Directions → The expected output is every line of the data exactly as shown, minus the images.

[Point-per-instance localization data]
#####

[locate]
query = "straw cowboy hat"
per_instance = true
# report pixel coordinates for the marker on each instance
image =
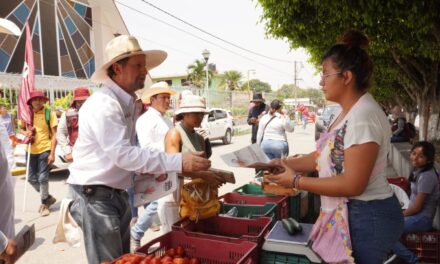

#####

Expected output →
[locate]
query = "straw cowboy hat"
per_instance = true
# report pixel coordinates for the marker on each instance
image =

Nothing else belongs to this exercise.